Treść zadania 1: Przepisz bez zmian fragment wpisów umieszczonych niżej, od samego początku wpisów aż do wiersza zawierającego „M193 767L239 729L192”, razem z tym wierszem.

Artykuł:

Ojciec zwrócił się do drugiego
i powiedział to samo.
Ten odparł: „Nie chcę”.
Później jednak opamiętał się i poszedł.
Bardzo wyraźnie sformułowana odmowa. Nie chcę. Ujawnia się więc wola jako negująca gotowość czynienia czegokolwiek po myśli ojca. Też nie wiemy, jakie motywy stały za tego rodzaju odpowiedzią.
Mocna jest jednak sama czysta negacja woli ojca. Następuje jednak opamiętanie, czyli zmiana podjętej decyzji. W konsekwencji wypełnienie woli ojca.
Odniesienie do grzeszników i ludzi kultu religijnego
Jezus opowiadając tę przypowieść ma na myśli dwie grupy ludzi. Z jednej strony grzeszników (Celników i nierządnice) a z drugiej arcykapłanów i starszych ludu. Wszystko dzieje się w ostatnich dniach przed Męką Jezusa. Dzieje się w świątyni. Dzieje się po uroczystym wjeździe Jezusa do Jerozolimy i po wypędzeniu przekupniów ze świątyni. Ma wtedy też wymowne wydarzenie z uschłym drzewem figowym.
Wtedy to Jezus – na pytanie arcykapłanów i starszych ludu o władzę, na podstawie której czyni to wszystko – zapytał ich o chrzest janowy. Czy ten chrzest był na polecenie z nieba czy od ludzi. Starsi ludu, nie chcą wejść w tarapaty w tłumaczeniu swej opinii, powiedzieli, że nie wiedzą. Jezus wówczas opowiedział, że na ich pytanie też im nie odpowie. Powiedział im jednak tę wymowną przypowieść. Zakończył ją konkretnym odniesieniem:
Zaprawdę, powiadam wam:
Celnicy i nierządnice wchodzą przed wami do królestwa niebieskiego.Przyszedł bowiem do was Jan drogą sprawiedliwości,
a wy mu nie uwierzyliście.
Uwierzyli mu zaś celnicy i nierządnice.Wy patrzyliście na to,
ale nawet później nie opamiętaliście się, żeby mu uwierzyć.
Syn Człowieczy, który wziął na siebie ludzkie „NIE” i wypełnił wolę Ojca
Jezus, który wypowiada te słowa, wkrótce zostanie ukrzyżowany między złoczyńcami. On już w czasie swojej publicznej działalności był określany różnymi epitetami, które zrównywały Go z najgorszymi. Mówiono o nim, że jest grzesznikiem a także przyjacielem grzeszników i celników. Przypisywano mu nawet, że czyni cuda mocą Belzebuba.
Jezus był więc w oczach wielu Mu współczesnych, zwłaszcza przywódców ludu, jakby zrównany z tym synem, który ojcu powiedział swoje „NIE”. Naturalnie Jezus nie potrzebował czasu na opamiętanie. On o początku przyszedł, by pełnić Wolę Ojca. Jednak ci wszyscy, którzy mieli swój obraz Boga, uważali Go za „niewiernego” i przekraczającego Boże przykazania.
Jednak to właśnie Jezus jako ten, który
w zewnętrznej postaci był uznany za człowieka,
uniżył samego siebie,
stając się posłusznym aż do śmierci
– i to śmierci krzyżowej.

Pokazane wpisy:

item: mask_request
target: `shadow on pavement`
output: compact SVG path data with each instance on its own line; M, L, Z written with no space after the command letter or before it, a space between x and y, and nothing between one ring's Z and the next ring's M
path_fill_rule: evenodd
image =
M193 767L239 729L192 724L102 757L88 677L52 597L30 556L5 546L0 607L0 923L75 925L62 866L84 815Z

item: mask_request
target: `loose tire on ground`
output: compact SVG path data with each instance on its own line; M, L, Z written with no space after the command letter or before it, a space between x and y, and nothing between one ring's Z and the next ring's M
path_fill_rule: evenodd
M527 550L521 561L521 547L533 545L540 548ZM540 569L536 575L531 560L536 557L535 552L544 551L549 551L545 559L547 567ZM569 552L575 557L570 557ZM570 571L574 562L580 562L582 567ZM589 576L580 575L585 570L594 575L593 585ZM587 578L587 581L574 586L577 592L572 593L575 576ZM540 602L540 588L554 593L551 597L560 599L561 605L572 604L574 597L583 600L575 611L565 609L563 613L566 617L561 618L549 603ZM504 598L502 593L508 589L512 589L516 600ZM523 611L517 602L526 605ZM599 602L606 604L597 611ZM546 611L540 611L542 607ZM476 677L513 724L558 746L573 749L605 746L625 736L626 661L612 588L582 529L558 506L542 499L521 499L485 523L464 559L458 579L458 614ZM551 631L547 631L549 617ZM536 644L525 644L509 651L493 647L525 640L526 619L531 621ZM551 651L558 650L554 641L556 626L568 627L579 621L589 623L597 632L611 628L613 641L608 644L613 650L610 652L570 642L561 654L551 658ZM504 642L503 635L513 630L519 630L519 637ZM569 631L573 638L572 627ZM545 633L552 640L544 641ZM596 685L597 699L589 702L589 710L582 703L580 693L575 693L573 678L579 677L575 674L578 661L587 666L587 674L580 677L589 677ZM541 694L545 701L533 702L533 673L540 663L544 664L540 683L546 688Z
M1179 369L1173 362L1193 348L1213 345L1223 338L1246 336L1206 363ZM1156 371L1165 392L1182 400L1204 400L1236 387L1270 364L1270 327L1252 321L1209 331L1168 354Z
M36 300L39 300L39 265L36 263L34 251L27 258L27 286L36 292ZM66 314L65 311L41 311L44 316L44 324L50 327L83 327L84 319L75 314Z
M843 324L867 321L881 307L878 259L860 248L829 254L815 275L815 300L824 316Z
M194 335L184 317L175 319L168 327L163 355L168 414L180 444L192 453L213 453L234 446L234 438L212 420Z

Treść zadania 2: Streść w trzech zdaniach artykuł o przypowieści.

Pełna odpowiedź 1:
item: mask_request
target: `shadow on pavement`
output: compact SVG path data with each instance on its own line; M, L, Z written with no space after the command letter or before it, a space between x and y, and nothing between one ring's Z and the next ring's M
path_fill_rule: evenodd
image =
M193 767L239 729L192 724L102 757L88 677L52 597L30 556L5 546L0 607L0 923L75 925L62 866L84 815Z

Pełna odpowiedź 2: Drugi syn wprost odmówił ojcu, mówiąc „Nie chcę”, ale później się opamiętał i wypełnił wolę ojca. Jezus opowiedział tę przypowieść w świątyni arcykapłanom i starszym ludu i zakończył ją stwierdzeniem, że celnicy i nierządnice, którzy uwierzyli Janowi, wchodzą przed nimi do królestwa niebieskiego. Wielu zrównywało Jezusa z synem, który powiedział ojcu „NIE”, choć On od początku przyszedł, by pełnić wolę Ojca, i był posłuszny aż do śmierci krzyżowej.